EXTRACTED MATERIAL below:

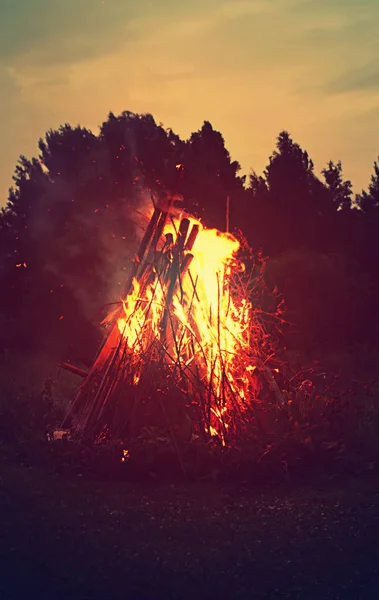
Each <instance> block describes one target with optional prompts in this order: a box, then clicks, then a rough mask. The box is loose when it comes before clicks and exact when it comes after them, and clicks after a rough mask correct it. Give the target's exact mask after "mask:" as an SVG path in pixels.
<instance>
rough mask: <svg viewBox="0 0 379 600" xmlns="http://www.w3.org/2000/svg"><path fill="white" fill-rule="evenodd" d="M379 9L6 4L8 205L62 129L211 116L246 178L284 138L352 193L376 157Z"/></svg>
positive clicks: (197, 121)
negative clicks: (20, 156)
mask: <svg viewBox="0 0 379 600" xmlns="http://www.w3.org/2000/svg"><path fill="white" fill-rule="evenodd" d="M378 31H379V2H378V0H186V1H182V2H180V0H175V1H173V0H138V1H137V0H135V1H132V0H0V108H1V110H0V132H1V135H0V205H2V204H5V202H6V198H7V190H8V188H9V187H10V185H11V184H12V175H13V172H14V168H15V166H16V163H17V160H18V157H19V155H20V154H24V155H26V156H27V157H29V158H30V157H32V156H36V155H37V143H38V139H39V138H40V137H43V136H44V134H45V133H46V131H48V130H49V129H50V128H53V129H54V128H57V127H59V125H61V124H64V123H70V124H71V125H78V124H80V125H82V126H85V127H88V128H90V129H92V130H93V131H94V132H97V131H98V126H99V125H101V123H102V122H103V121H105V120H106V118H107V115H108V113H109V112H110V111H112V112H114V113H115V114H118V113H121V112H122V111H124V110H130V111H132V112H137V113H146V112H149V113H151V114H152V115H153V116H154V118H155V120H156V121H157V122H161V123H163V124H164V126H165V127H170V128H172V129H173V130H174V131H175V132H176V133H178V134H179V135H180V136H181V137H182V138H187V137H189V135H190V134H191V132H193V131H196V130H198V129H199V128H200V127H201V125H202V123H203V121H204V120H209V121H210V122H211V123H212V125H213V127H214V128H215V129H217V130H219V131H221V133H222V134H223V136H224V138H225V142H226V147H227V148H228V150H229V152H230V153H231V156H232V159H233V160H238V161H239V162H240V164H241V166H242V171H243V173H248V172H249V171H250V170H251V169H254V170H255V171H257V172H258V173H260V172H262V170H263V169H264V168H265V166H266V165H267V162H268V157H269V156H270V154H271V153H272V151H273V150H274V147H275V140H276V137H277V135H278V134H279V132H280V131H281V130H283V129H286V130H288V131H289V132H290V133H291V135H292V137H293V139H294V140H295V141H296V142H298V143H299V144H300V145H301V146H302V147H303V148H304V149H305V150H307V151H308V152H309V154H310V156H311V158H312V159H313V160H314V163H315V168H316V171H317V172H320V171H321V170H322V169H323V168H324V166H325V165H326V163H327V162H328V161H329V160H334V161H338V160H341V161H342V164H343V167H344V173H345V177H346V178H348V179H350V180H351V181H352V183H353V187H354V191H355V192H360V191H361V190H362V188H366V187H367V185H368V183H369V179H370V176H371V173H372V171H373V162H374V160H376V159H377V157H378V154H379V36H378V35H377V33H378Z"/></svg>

End of EXTRACTED MATERIAL.
EXTRACTED MATERIAL below:

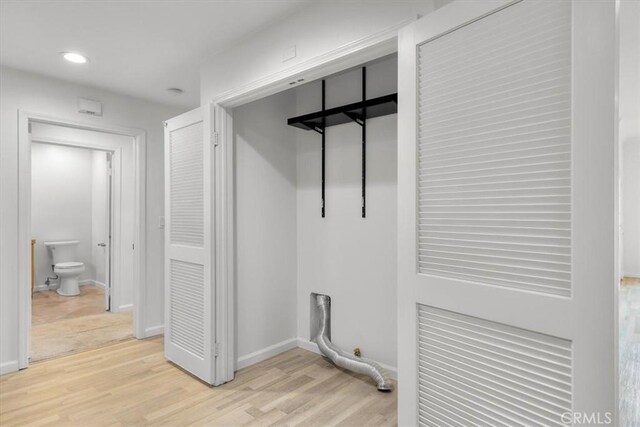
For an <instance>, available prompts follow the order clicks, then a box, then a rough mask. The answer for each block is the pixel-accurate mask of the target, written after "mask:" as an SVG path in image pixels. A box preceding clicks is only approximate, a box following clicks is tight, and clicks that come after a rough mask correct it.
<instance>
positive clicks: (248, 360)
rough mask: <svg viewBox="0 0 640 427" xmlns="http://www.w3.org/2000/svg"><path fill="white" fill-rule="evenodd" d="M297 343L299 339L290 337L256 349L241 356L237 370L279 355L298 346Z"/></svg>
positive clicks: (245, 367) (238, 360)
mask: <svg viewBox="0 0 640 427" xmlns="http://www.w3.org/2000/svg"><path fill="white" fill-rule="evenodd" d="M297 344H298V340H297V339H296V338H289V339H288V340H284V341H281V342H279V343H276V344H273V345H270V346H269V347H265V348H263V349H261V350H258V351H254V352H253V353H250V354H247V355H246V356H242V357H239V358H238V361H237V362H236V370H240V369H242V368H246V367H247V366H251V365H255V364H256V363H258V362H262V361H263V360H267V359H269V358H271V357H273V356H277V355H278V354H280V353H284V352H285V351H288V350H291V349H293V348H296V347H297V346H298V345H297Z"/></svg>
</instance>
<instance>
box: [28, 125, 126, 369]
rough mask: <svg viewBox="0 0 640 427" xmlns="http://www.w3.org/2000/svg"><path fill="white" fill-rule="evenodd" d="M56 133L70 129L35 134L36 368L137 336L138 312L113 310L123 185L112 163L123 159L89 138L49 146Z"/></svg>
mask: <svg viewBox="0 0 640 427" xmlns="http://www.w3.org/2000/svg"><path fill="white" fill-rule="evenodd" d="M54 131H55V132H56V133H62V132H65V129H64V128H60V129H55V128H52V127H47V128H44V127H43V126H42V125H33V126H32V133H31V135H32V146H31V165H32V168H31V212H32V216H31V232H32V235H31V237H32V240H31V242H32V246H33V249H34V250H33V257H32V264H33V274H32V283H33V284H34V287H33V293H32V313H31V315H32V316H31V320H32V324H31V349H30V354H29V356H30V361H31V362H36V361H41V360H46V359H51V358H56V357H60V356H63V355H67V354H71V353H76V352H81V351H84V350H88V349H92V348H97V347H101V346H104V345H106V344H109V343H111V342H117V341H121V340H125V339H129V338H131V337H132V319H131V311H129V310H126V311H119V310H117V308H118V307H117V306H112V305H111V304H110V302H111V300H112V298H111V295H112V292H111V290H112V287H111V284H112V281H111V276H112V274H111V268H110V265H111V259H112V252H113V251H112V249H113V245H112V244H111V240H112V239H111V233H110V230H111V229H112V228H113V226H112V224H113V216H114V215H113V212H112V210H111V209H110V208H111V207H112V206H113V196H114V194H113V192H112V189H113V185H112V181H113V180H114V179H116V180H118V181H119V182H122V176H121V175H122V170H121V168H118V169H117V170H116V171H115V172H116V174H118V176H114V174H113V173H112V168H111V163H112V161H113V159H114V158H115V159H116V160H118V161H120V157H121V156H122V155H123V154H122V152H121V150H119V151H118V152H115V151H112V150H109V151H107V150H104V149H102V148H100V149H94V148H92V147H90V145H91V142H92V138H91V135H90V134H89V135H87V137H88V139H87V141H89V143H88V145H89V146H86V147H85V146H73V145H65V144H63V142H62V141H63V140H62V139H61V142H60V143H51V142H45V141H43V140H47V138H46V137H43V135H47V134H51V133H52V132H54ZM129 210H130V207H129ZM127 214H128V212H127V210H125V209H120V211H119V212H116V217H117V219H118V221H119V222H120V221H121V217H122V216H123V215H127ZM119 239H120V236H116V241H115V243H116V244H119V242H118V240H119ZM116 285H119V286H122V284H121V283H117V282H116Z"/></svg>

End of EXTRACTED MATERIAL.

§ DIRECTIONS:
Which lines of the records contain "then"? Show each of them.

§ SOLUTION:
Each <instance> block describes one target with optional prompts in this order: a box, then clicks, then a rough mask. The box is loose when it comes before clicks and exact when it comes after them, and clicks after a rough mask correct it. Give the target's exact mask after "mask:" as an SVG path in pixels.
For an <instance>, available prompts follow the order clicks, then a box, then a rough mask. The answer for each block is the pixel-accurate mask of the target, written after "mask:" as an SVG path in image pixels. A box preceding clicks is only approximate, a box following clicks is tight, and clicks that come after a rough mask correct it.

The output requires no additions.